__Stored records__.
______________________________

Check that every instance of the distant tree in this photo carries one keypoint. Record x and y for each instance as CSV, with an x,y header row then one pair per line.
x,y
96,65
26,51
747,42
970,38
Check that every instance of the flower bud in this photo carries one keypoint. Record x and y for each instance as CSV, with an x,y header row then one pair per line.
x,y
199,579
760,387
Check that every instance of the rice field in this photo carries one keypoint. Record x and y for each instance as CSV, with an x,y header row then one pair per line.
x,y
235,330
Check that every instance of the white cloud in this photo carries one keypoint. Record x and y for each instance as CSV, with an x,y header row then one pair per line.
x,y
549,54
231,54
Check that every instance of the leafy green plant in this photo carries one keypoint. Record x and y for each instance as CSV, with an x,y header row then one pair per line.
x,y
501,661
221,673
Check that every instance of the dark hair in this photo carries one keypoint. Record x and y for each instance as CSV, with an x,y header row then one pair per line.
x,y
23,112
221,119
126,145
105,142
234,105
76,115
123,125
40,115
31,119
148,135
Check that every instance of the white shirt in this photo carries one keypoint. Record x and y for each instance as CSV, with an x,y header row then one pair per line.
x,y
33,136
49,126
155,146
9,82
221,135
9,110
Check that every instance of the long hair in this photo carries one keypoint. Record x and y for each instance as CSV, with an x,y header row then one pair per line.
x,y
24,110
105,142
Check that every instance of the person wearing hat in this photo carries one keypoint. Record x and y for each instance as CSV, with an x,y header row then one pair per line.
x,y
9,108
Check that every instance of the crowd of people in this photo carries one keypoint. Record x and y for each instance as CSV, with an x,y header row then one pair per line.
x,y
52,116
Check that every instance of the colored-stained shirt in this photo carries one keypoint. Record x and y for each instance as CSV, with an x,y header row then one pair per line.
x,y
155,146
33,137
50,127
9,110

______________________________

Quote all the records exactly, please, leaving none out.

__Solution to this exercise__.
Check that every instance of the distant tree in this photo carries one keypoint. Record x and y for each instance as CSV, with an x,y header row then one pair per line.
x,y
96,65
26,51
747,42
970,38
Check that every instance of the flower bud in this photo carries one keypoint. Record x and y for each instance as CSV, with an x,y header row then one pair per line.
x,y
199,579
760,387
Check that every instance of the rice field in this photo carries one keypoint. Record x and y for each instance as CSV, with an x,y header row then one pair per line.
x,y
235,330
Check that every instance of the white cloud in this photo carries one keypoint. Record x and y for each instance as CSV, with an x,y header row then one pair per line.
x,y
549,54
231,54
Check that every instance of the leafy green plant in this photo carries one keypoint. Record x and y for each instance as CSV, with an x,y header row then one pair per line.
x,y
501,661
221,673
Check that every instance of the dark hair in this photo carries one keypoint. Record x and y for each instance as CSV, with an x,y header row then one pair per line.
x,y
23,112
221,119
126,145
105,142
234,105
76,115
123,125
40,115
31,119
148,135
Check that every instance of the white shirt in this photo carries one keypoint. Record x and y for each instance as CSV, with an x,y header row then one pair per line.
x,y
33,136
49,126
155,146
9,82
221,135
9,110
Check that every instance of the long hair in this photo carries one keypoint. Record x and y for each instance as CSV, with an x,y header row then one pair per line.
x,y
24,110
105,142
Check that every instance of the person wearing hat in this photo carries one keypoint. Record x and y for each instance as CSV, with an x,y header row then one pair per line.
x,y
9,108
Check that every instance of the crowd of people in this photo carries one keypoint. Record x and y for each instance as CSV, with an x,y header row then one pair per line.
x,y
52,116
Check that every instance of the colored-stained shirt in this photo carries one keypoint. Record x and y for each instance as CSV, with an x,y header row then one pair per line.
x,y
155,146
33,137
50,127
9,110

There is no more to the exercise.